• _EXERCISE REQUIREMENTS_
Exactly as written, retype all of the records that come next.

• _RECORDS FOR THE EXERCISE_

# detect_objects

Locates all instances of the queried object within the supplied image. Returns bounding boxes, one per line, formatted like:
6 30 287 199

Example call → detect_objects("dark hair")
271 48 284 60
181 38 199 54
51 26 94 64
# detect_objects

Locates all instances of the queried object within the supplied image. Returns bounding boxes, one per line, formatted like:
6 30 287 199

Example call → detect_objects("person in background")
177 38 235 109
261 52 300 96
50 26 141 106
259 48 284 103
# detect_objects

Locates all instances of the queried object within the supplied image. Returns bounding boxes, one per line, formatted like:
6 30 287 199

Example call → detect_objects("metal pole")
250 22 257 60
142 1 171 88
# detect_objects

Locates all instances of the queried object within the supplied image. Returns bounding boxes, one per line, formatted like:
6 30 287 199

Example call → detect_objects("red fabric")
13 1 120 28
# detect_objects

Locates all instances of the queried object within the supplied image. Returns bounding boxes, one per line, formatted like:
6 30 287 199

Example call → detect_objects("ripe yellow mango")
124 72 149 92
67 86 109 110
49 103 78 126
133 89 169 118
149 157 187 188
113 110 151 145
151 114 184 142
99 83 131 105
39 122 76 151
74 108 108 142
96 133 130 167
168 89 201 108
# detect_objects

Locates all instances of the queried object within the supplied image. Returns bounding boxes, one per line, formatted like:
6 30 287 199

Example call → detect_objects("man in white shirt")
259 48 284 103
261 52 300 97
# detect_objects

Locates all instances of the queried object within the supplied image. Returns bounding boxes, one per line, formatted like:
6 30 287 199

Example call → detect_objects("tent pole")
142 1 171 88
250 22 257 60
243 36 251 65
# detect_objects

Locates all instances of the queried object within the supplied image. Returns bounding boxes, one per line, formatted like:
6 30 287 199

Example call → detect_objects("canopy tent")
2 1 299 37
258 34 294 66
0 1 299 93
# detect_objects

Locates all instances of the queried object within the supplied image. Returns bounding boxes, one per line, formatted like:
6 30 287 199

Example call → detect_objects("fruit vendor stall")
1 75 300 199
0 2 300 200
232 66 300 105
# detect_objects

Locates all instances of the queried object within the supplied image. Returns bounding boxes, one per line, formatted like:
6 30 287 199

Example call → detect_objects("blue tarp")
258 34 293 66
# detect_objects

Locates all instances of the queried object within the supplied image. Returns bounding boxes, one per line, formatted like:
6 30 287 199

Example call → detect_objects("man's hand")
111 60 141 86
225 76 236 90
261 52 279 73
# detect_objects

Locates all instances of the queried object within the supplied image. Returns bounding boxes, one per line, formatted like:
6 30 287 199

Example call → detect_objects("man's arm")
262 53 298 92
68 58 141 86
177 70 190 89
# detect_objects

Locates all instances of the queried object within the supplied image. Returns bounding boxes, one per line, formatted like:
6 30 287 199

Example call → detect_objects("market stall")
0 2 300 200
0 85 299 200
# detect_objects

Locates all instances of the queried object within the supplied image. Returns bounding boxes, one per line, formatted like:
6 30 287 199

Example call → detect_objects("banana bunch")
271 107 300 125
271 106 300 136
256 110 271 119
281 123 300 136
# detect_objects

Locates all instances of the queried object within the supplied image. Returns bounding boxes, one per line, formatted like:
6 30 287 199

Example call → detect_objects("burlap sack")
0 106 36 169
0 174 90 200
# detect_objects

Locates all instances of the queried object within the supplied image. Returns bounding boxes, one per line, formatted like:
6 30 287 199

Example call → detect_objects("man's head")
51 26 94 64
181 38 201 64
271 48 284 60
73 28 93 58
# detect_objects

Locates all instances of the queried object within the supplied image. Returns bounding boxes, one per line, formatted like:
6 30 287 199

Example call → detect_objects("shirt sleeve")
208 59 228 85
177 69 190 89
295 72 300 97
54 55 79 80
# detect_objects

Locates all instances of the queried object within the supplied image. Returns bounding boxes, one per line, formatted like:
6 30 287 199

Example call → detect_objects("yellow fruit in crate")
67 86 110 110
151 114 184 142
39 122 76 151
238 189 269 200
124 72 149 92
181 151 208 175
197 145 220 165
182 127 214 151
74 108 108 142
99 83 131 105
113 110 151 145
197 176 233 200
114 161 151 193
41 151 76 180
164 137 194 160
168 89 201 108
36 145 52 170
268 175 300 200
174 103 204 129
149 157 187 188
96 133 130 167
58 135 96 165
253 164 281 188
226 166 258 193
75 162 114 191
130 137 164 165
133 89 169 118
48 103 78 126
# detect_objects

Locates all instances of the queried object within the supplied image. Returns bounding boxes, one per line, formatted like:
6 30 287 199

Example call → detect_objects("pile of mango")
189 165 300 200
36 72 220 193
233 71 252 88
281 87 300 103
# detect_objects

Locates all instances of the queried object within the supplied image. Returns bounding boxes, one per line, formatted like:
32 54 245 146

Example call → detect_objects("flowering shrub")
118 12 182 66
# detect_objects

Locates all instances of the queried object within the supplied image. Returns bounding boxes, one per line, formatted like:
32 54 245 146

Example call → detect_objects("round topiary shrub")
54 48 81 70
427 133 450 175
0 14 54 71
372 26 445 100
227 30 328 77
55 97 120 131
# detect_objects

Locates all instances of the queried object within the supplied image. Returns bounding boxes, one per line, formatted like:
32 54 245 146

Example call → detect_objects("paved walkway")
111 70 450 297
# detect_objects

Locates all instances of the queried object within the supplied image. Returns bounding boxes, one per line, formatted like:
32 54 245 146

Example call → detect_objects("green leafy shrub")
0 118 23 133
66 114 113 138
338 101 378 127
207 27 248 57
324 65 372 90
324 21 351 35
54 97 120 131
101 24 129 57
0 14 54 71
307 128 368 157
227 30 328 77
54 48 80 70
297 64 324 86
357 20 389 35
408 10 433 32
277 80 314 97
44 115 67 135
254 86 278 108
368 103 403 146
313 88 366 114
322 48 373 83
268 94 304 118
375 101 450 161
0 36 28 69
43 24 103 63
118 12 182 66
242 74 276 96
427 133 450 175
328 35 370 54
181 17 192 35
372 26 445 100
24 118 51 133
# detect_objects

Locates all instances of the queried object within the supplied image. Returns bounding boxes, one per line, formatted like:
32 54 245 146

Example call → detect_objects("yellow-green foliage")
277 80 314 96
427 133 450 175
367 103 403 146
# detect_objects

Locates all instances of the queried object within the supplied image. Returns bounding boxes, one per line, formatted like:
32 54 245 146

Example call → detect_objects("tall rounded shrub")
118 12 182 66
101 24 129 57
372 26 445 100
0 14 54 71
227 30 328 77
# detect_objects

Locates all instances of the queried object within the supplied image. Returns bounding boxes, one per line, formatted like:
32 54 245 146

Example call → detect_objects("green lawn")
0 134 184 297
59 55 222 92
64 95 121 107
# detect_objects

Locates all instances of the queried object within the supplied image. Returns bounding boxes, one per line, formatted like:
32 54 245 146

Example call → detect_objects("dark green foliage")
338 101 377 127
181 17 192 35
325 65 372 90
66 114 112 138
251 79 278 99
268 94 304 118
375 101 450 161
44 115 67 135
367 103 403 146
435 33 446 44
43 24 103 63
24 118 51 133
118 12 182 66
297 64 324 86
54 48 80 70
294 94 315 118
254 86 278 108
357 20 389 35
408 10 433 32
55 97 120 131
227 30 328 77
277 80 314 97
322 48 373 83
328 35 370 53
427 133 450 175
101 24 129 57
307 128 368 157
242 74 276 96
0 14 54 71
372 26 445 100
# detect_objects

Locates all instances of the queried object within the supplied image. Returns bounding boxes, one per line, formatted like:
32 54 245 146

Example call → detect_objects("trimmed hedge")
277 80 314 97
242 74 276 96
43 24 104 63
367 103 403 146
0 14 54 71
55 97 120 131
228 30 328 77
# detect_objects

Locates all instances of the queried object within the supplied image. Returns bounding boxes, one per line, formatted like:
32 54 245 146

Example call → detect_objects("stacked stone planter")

• _EXERCISE RESULT_
# detect_objects

Locates all instances of the queried object within the supplied image. Returns bounding boxes, one per line, formatted like:
6 30 287 199

Example call → detect_objects("dark hair")
271 48 284 60
181 38 199 54
51 26 94 64
# detect_objects

Locates all instances of the queried object within the supplied image. Returns bounding boxes, one per line, formatted like:
6 30 287 199

Example call → detect_objects("person in background")
177 38 235 109
261 52 300 96
50 26 141 106
259 48 284 103
# detect_objects

Locates all instances of the queried object within the supplied image. Returns bounding boxes, one per line, formatted like:
6 30 287 199

Example call → detect_objects("metal pole")
250 22 257 60
142 1 171 88
# detect_objects

Locates all instances of the queried object within the supplied image. Returns bounding boxes, one per line, formatted like:
6 30 287 199

Example call → detect_objects("red fabric")
13 1 120 28
# detect_objects

Locates all instances of the queried object within the supplied image. Returns bounding boxes, one per line, formatted like:
6 30 287 199

Example call → detect_objects("ripe yellow mango")
124 72 149 92
67 86 109 110
49 103 78 126
133 89 169 118
149 157 187 188
113 110 151 145
151 114 184 142
99 83 131 105
39 122 76 151
74 108 108 142
96 133 130 167
168 89 201 108
# detect_objects

Locates all instances of the queried object within the supplied image. Returns bounding boxes, one per line, formatted like:
6 30 287 199

Example call → detect_objects("man in white shirt")
259 48 284 103
261 52 300 97
# detect_objects

Locates all instances of the queried object within the supplied image. Returns bounding boxes, one per line, formatted like:
6 30 287 199

Example call → detect_objects("tent pole")
142 1 171 88
250 22 257 60
243 36 251 65
# detect_objects

Locates all instances of the queried object within the supplied image. Returns bounding boxes, one per line, formatted like:
6 30 287 199

Example call → detect_objects("canopy tent")
2 1 299 37
258 34 294 66
0 1 299 93
# detect_objects

Locates all instances of the queried object within the supplied image. Returns bounding boxes, one per line, formatted like:
6 30 287 199

Example call → detect_objects("fruit vendor stall")
1 75 300 199
0 2 300 200
232 66 300 105
# detect_objects

Locates all instances of the queried object within the supplied image. Returns bounding boxes, one per line, formatted like:
6 30 287 199

Example call → detect_objects("blue tarp")
258 34 293 66
# detect_objects

Locates all instances of the queried object within the supplied image. Returns bounding boxes, one per line, formatted like:
6 30 287 199

Example call → detect_objects("man's hand")
111 60 141 86
225 76 236 90
261 52 279 73
# detect_objects

Locates all instances of the queried object within the supplied image. Returns bounding boxes, one per line, formatted like:
6 30 287 199

Example call → detect_objects("man's arm")
262 53 298 92
68 58 141 86
177 70 190 89
# detect_objects

Locates all instances of the queried object within the supplied image. Returns bounding boxes, one per line, formatted like:
6 30 287 199

Example call → detect_objects("market stall")
0 2 300 200
0 85 299 200
# detect_objects

Locates all instances of the queried object within the supplied image. Returns bounding boxes, one per line, formatted like:
6 30 287 199

Example call → detect_objects("banana bunch")
271 107 300 125
271 106 300 136
256 110 271 119
281 123 300 136
# detect_objects

Locates all instances of the queried object within the supplied image. Returns bounding boxes, one per line, formatted like:
6 30 287 199

Example call → detect_objects("burlap sack")
0 106 36 169
0 174 90 200
# detect_objects

Locates all instances of the queried object within the supplied image. Returns bounding boxes, one per line, formatted like:
6 30 287 199

Example call → detect_objects("man's head")
51 26 94 64
181 38 201 64
271 48 284 60
73 28 93 58
# detect_objects

Locates all instances of the queried object within the supplied image. Returns bounding boxes, one per line, formatted like:
6 30 287 199

Example call → detect_objects("shirt sleeve")
208 59 228 85
177 69 190 89
295 72 300 97
54 55 79 80
# detect_objects

Locates all instances of the queried object within the supplied image. Returns bounding boxes, one per line, formatted like:
6 30 287 199

Example call → detect_objects("yellow fruit in crate")
67 86 110 110
151 114 184 142
39 122 76 151
238 189 269 200
124 72 149 92
181 151 208 175
197 145 220 165
182 127 214 151
74 108 108 142
99 83 131 105
113 110 151 145
197 176 233 200
114 161 151 193
41 151 76 180
164 137 194 160
168 89 201 108
36 145 52 170
268 175 300 200
174 103 204 129
149 157 187 188
96 133 130 167
58 135 96 165
253 164 281 188
226 166 258 193
75 162 114 191
130 137 164 165
133 89 169 118
48 103 78 126
# detect_objects

Locates all instances of the queried object within the supplied image. Returns bounding boxes, one per line, formatted like:
6 30 287 199

Example call → detect_objects("pile of mango")
189 165 300 200
36 72 220 193
233 71 252 88
281 87 300 103
# detect_objects

Locates all instances of the queried object within the supplied image. Returns bounding boxes, one per line, formatted like:
32 54 245 146

Example call → detect_objects("flowering shrub")
118 12 182 66
# detect_objects

Locates all instances of the queried object within the supplied image. Returns bounding boxes, one per line, formatted like:
32 54 245 146

Example call → detect_objects("round topiary shrub")
54 48 81 70
427 133 450 175
0 14 54 71
372 26 445 100
227 30 328 77
55 97 120 131
# detect_objects

Locates all instances of the queried object within the supplied image. Returns bounding boxes, one per line, formatted like:
32 54 245 146

Example call → detect_objects("paved walkway")
111 70 450 297
# detect_objects

Locates all instances of the queried object within the supplied image. Returns bounding boxes, one per line, formatted like:
32 54 245 146

Example call → detect_objects("green leafy shrub")
0 118 23 133
66 114 113 138
338 101 378 127
207 27 248 57
324 65 372 90
324 21 351 35
54 97 120 131
101 24 129 57
0 14 54 71
307 128 368 157
227 30 328 77
54 48 80 70
297 64 324 86
357 20 389 35
408 10 433 32
277 80 314 97
44 115 67 135
254 86 278 108
368 103 403 146
313 88 366 114
322 48 373 83
268 94 304 118
375 101 450 161
0 36 28 69
43 24 103 63
118 12 182 66
242 74 276 96
427 133 450 175
328 35 370 54
181 17 192 35
372 26 445 100
24 118 51 133
# detect_objects

Locates all instances of the queried object within the supplied image. Returns bounding boxes, one per line, formatted like:
32 54 245 146

Example call → detect_objects("yellow-green foliage")
277 80 314 96
427 133 450 175
367 103 403 146
# detect_objects

Locates all instances of the queried object within the supplied image. Returns bounding boxes, one per line, formatted like:
32 54 245 146

Example call → detect_objects("tall rounded shrub")
118 12 182 66
101 24 129 57
372 26 445 100
0 14 54 71
227 30 328 77
# detect_objects

Locates all instances of the queried object within the supplied image. Returns bounding boxes, one per line, formatted like:
32 54 245 146

Example call → detect_objects("green lawn")
0 134 184 297
59 55 222 92
64 95 121 107
# detect_objects

Locates all instances of the queried object within the supplied image. Returns bounding boxes, one per line, formatted like:
32 54 245 146

Example call → detect_objects("dark green foliage")
338 101 377 127
181 17 192 35
325 65 372 90
66 114 112 138
251 79 278 99
268 94 304 118
375 101 450 161
44 115 67 135
367 103 403 146
435 33 446 44
43 24 103 63
24 118 51 133
118 12 182 66
297 64 324 86
54 48 80 70
294 94 315 118
254 86 278 108
357 20 389 35
408 10 433 32
55 97 120 131
227 30 328 77
277 80 314 97
322 48 373 83
328 35 370 53
427 133 450 175
101 24 129 57
307 128 368 157
242 74 276 96
0 14 54 71
372 26 445 100
# detect_objects

Locates all instances of the queried object within the supplied image. Returns bounding boxes, one per line, formatted like:
32 54 245 146

Example call → detect_objects("trimmed hedge")
277 80 314 97
242 74 276 96
43 24 104 63
367 103 403 146
0 14 54 71
55 97 120 131
228 30 328 77
# detect_objects

Locates all instances of the queried object within the supplied image. Returns bounding boxes, one per line, formatted like:
32 54 245 146

Example call → detect_objects("stacked stone planter")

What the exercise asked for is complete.